* [To do] Reproduce all records word for word.

(Natural language region descriptions)

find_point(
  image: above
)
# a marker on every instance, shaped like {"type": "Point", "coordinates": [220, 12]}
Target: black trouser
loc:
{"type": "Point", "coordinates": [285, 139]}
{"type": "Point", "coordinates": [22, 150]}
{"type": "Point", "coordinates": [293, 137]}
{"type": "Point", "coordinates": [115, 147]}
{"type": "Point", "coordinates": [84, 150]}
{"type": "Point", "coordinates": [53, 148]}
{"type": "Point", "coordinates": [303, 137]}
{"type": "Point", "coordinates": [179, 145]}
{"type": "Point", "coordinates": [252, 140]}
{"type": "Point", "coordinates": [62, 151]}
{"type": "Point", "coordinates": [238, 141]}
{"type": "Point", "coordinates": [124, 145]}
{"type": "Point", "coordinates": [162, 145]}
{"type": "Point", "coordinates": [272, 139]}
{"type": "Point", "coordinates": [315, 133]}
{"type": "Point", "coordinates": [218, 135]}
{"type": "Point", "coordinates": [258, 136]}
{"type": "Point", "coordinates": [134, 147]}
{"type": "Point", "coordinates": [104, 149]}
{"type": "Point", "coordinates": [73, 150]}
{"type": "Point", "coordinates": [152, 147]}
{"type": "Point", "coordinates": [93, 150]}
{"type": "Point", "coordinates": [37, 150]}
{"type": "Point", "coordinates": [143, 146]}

* [Solution for this task]
find_point(
  image: above
)
# a marker on every instance, shaped like {"type": "Point", "coordinates": [220, 12]}
Target: black trouser
loc:
{"type": "Point", "coordinates": [285, 139]}
{"type": "Point", "coordinates": [22, 150]}
{"type": "Point", "coordinates": [293, 137]}
{"type": "Point", "coordinates": [115, 147]}
{"type": "Point", "coordinates": [84, 150]}
{"type": "Point", "coordinates": [53, 148]}
{"type": "Point", "coordinates": [303, 137]}
{"type": "Point", "coordinates": [179, 145]}
{"type": "Point", "coordinates": [252, 140]}
{"type": "Point", "coordinates": [62, 151]}
{"type": "Point", "coordinates": [238, 141]}
{"type": "Point", "coordinates": [124, 145]}
{"type": "Point", "coordinates": [162, 145]}
{"type": "Point", "coordinates": [272, 139]}
{"type": "Point", "coordinates": [315, 133]}
{"type": "Point", "coordinates": [218, 135]}
{"type": "Point", "coordinates": [258, 136]}
{"type": "Point", "coordinates": [134, 147]}
{"type": "Point", "coordinates": [104, 149]}
{"type": "Point", "coordinates": [73, 150]}
{"type": "Point", "coordinates": [152, 147]}
{"type": "Point", "coordinates": [93, 150]}
{"type": "Point", "coordinates": [37, 150]}
{"type": "Point", "coordinates": [143, 146]}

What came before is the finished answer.